> [Stored items from a collection]:
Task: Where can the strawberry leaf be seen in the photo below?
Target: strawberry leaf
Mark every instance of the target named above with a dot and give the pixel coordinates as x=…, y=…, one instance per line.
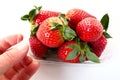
x=92, y=57
x=74, y=53
x=34, y=30
x=82, y=59
x=105, y=21
x=68, y=33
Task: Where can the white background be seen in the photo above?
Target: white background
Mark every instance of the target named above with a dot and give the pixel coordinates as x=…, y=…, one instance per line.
x=108, y=69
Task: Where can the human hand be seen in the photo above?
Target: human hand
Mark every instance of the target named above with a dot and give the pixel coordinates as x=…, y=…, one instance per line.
x=14, y=62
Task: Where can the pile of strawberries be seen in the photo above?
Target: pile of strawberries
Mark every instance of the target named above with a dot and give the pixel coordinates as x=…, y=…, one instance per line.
x=76, y=36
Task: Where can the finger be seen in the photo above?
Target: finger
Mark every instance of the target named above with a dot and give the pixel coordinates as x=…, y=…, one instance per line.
x=26, y=73
x=17, y=68
x=13, y=56
x=9, y=41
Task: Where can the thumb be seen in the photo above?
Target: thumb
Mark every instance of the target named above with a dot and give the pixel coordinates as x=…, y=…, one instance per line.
x=13, y=56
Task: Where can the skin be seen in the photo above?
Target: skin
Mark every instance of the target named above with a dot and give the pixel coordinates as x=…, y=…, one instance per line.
x=14, y=62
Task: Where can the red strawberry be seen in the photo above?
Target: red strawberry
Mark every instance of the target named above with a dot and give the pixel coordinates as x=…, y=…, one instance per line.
x=89, y=29
x=63, y=52
x=53, y=31
x=44, y=14
x=98, y=46
x=75, y=16
x=37, y=48
x=36, y=16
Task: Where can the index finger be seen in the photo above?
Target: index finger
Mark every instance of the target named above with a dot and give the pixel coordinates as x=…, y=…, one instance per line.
x=9, y=41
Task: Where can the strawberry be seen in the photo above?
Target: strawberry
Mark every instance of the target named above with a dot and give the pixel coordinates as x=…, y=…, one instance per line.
x=76, y=15
x=98, y=46
x=54, y=31
x=37, y=48
x=36, y=16
x=75, y=52
x=63, y=52
x=89, y=29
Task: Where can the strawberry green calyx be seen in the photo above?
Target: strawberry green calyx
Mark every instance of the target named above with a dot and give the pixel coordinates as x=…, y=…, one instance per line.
x=67, y=33
x=34, y=29
x=105, y=22
x=31, y=15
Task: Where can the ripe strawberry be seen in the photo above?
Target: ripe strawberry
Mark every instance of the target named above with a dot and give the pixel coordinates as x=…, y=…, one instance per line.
x=64, y=51
x=53, y=31
x=98, y=46
x=37, y=16
x=89, y=29
x=37, y=48
x=75, y=16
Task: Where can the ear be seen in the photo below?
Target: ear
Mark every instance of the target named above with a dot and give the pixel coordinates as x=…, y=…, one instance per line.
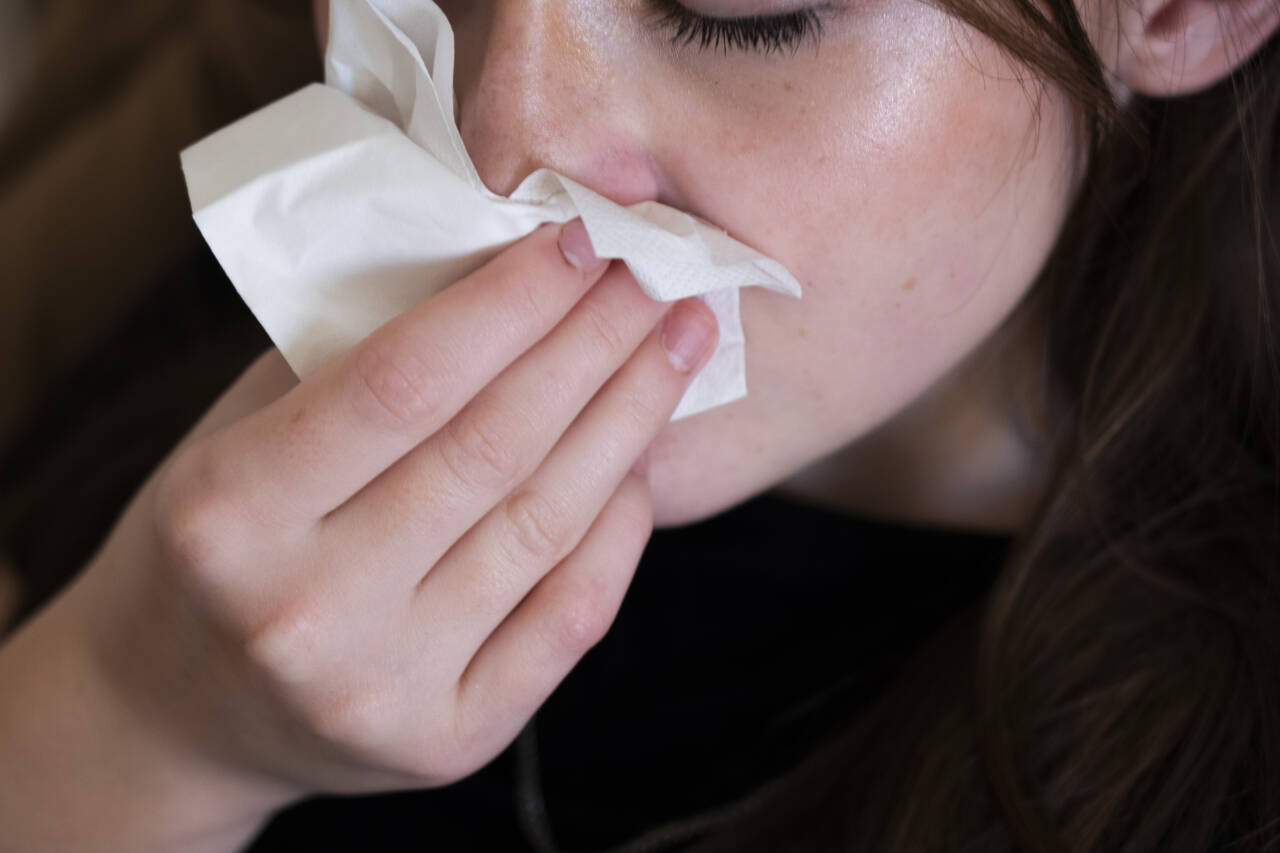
x=1180, y=46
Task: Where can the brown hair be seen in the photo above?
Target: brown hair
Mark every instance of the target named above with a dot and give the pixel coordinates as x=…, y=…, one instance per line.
x=1120, y=687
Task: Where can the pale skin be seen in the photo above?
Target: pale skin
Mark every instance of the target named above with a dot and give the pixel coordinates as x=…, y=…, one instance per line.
x=279, y=614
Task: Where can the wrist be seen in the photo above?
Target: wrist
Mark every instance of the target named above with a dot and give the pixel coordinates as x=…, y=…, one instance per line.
x=86, y=770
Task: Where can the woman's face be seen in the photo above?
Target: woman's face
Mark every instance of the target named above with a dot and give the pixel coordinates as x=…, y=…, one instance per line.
x=899, y=165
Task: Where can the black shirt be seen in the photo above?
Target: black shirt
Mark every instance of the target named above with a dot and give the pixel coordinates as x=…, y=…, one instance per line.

> [Task instructions]: Could you rescale the records starting at the line that contains "Task: Where can the strawberry green" and ending at the line that contains "x=1120, y=687", writing out every one of those lines again but with each pixel coordinate in the answers multiplied by 1.45 and rounded to a whole number, halves rounded up? Leave the pictures out of your answer.

> [Response below]:
Task: Where can the strawberry green calyx be seen in the photo above?
Target: strawberry green calyx
Mark every instance of the target named above with a dot and give the pixel coordinates as x=…, y=…, one instance per line.
x=97, y=48
x=49, y=42
x=152, y=32
x=45, y=22
Task: Where can the ripe strawberry be seen in the photo above?
Target: ripe strawberry
Mark every instance of the target named above with a dot and give the pixel coordinates as x=…, y=…, one instance per line.
x=93, y=74
x=77, y=45
x=142, y=67
x=54, y=23
x=129, y=42
x=54, y=70
x=109, y=23
Task: Where can the ear be seen in the photo below?
Target: ear
Mark every instance of the target named above with a dot and give the pixel coordinates as x=…, y=…, one instance per line.
x=1711, y=67
Task: Where can the brown hair be seen in the photo above?
Target: brown hair
Mark every instance of the target named above with a dot and give the pixel coordinates as x=…, y=…, one instance per line.
x=1624, y=996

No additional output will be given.